-- begin STORED RECORDS --

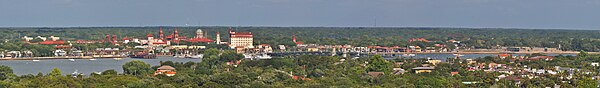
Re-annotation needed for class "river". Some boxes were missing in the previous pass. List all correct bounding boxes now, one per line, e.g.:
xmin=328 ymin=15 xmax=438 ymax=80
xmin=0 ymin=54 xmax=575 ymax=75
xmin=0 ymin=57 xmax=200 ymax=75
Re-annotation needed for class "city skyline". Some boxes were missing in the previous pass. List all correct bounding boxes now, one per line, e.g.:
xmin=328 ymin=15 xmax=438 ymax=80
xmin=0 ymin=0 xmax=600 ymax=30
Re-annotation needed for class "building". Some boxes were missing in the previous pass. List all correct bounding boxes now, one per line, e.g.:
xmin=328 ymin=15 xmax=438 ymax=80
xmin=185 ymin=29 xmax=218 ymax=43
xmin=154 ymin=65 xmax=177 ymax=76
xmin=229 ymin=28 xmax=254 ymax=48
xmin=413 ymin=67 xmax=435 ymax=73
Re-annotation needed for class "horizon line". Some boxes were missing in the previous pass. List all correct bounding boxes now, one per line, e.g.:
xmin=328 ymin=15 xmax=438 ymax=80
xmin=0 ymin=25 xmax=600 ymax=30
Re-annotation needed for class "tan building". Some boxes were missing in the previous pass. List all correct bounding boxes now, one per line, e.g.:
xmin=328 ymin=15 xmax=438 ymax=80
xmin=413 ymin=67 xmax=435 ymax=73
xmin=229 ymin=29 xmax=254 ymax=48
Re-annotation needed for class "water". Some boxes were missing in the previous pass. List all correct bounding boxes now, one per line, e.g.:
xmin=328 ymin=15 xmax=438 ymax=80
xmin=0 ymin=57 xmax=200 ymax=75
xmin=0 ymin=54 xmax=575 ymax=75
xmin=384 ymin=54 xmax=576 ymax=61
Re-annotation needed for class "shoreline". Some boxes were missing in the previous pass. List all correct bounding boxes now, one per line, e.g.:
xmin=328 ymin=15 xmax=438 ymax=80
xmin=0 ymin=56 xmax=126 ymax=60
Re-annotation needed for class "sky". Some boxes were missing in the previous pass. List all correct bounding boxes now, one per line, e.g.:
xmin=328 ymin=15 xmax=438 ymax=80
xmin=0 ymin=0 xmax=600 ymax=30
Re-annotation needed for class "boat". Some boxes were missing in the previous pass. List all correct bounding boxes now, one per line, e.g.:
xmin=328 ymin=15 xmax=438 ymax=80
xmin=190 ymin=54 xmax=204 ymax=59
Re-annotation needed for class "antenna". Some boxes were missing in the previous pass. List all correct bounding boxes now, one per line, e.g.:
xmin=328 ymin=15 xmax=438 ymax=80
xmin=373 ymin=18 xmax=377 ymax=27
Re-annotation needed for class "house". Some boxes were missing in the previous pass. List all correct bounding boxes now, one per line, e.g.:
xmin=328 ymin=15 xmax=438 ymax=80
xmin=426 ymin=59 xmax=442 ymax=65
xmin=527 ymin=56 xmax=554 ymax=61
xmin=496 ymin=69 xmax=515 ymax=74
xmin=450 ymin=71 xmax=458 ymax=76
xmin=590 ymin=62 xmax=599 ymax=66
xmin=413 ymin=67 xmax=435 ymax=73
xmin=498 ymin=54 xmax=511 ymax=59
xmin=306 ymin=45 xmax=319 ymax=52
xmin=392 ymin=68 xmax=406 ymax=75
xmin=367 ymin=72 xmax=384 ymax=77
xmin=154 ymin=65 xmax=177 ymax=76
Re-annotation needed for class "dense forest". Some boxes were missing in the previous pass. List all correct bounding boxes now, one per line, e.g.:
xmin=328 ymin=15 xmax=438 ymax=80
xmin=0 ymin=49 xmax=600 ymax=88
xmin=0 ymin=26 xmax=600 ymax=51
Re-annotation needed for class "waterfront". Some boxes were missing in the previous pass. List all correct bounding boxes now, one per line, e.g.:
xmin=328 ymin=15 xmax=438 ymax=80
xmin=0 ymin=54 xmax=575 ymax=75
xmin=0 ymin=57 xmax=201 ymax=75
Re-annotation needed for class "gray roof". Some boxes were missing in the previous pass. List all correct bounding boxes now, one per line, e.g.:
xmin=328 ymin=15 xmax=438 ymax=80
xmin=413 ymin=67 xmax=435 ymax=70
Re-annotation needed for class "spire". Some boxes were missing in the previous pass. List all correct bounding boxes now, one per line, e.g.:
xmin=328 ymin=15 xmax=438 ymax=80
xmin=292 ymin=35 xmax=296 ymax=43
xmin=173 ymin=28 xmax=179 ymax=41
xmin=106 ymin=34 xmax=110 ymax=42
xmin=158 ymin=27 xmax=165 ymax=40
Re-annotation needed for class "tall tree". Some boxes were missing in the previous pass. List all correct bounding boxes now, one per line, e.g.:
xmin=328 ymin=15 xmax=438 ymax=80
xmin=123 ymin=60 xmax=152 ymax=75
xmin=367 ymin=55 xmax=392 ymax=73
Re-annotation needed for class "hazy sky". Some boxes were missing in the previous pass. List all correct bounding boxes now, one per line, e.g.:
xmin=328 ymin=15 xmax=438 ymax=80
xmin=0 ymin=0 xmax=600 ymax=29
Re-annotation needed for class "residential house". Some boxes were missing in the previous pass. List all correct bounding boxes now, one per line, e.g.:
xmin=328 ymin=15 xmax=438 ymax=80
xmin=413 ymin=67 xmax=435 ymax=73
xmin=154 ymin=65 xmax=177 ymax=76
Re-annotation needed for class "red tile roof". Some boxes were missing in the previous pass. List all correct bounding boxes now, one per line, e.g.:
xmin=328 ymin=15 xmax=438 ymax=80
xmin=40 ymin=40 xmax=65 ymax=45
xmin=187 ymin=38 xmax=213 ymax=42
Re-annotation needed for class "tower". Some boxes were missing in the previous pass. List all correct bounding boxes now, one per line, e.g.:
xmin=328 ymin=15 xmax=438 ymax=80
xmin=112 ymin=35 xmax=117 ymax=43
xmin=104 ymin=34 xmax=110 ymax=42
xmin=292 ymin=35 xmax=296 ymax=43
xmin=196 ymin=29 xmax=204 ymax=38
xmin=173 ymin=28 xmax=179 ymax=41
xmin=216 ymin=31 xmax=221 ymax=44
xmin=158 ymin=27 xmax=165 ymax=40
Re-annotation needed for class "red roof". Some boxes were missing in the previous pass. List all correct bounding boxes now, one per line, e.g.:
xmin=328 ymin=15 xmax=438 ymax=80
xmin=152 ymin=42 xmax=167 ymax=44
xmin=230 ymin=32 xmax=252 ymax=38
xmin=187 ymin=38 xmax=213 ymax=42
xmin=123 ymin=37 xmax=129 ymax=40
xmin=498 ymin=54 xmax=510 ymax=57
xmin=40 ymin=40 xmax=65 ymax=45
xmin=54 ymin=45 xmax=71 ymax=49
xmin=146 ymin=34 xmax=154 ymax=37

-- end STORED RECORDS --
-- begin STORED RECORDS --

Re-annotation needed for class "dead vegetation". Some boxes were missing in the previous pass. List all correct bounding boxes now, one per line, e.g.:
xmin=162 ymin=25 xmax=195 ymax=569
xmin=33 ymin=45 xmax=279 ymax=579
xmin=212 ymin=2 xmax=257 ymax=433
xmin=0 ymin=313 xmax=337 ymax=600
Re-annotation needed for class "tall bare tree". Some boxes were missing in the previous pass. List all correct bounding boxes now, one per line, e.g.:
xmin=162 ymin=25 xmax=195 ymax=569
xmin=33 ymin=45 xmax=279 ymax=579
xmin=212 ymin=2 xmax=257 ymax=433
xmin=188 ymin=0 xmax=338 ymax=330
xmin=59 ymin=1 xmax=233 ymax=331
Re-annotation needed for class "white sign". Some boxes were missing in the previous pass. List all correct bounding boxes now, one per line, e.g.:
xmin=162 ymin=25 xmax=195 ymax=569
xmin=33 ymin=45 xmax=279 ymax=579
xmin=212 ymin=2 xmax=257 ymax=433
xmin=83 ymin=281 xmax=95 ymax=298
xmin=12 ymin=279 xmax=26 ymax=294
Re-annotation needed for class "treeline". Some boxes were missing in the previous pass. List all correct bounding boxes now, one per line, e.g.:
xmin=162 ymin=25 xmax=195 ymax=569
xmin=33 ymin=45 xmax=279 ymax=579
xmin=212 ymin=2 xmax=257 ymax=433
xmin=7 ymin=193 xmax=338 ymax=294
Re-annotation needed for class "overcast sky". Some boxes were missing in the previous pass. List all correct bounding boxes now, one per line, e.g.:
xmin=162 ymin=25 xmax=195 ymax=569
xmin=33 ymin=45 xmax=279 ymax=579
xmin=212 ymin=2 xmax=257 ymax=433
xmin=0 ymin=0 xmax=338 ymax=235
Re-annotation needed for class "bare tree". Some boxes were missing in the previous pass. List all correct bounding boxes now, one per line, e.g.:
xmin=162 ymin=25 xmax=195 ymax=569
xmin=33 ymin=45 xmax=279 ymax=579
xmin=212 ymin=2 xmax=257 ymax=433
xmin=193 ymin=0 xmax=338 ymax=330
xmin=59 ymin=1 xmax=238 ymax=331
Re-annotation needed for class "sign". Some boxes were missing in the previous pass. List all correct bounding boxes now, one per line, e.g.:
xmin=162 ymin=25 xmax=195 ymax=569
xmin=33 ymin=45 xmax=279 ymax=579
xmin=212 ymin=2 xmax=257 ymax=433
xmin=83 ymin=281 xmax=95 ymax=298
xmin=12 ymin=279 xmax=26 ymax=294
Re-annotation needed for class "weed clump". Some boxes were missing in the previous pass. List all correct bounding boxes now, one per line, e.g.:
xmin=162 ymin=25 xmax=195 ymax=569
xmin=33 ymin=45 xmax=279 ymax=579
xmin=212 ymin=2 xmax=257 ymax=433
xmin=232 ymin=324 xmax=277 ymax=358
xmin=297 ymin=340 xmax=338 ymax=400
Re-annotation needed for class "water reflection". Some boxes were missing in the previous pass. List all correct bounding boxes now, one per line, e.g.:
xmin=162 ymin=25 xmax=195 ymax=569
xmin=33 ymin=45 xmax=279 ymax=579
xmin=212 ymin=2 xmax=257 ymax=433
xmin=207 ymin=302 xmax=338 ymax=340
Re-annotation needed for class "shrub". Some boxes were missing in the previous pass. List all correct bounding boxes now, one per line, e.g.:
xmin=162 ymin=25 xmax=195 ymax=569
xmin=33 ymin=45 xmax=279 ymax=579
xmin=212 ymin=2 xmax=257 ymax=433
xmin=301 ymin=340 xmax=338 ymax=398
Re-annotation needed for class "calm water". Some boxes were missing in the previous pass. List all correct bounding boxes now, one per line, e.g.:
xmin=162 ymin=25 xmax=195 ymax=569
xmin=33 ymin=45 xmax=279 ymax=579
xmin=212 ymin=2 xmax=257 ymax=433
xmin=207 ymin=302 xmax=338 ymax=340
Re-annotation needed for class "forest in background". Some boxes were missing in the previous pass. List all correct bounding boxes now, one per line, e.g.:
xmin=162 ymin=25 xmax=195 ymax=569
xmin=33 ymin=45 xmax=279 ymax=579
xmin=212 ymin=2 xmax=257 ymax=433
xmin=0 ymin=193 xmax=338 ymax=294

-- end STORED RECORDS --
-- begin STORED RECORDS --

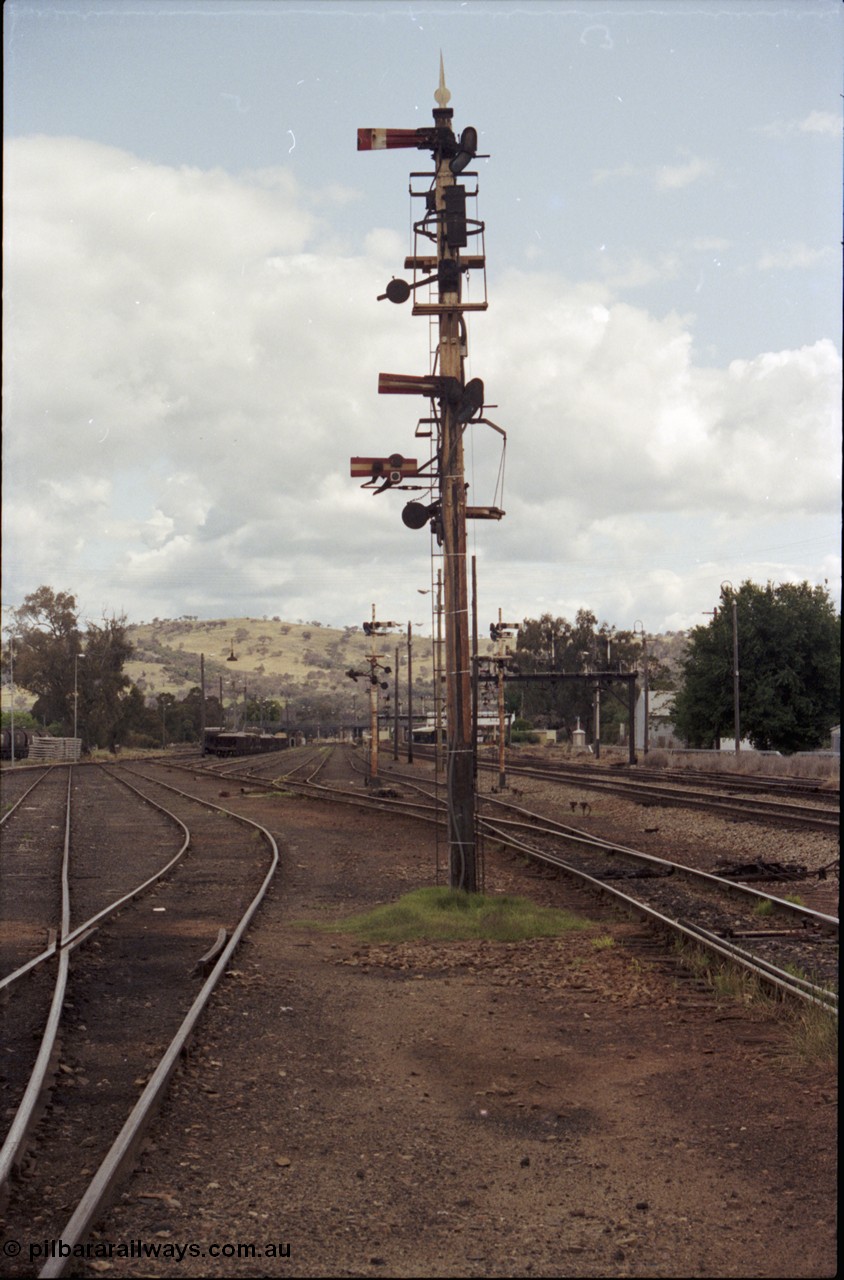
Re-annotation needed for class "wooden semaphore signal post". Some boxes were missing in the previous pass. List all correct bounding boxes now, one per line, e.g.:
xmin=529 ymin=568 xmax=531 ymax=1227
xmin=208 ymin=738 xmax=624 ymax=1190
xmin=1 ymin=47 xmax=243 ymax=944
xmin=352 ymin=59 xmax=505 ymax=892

-- end STORED RECORDS --

> WRITTEN TASK
Above are records; list every line among them that contains the string "bare", treating uppercase and lowercase as distinct.

> SOLUTION FOR THIS TASK
Re-annotation needed for class "tall bare tree". Some boxes were missing in the previous pass. List all correct bounding boxes now, one per line, e.g.:
Re-annotation needed for class "bare tree". Some boxes were missing in the previous pass. List all correct bounding boxes now, one per line, e.g.:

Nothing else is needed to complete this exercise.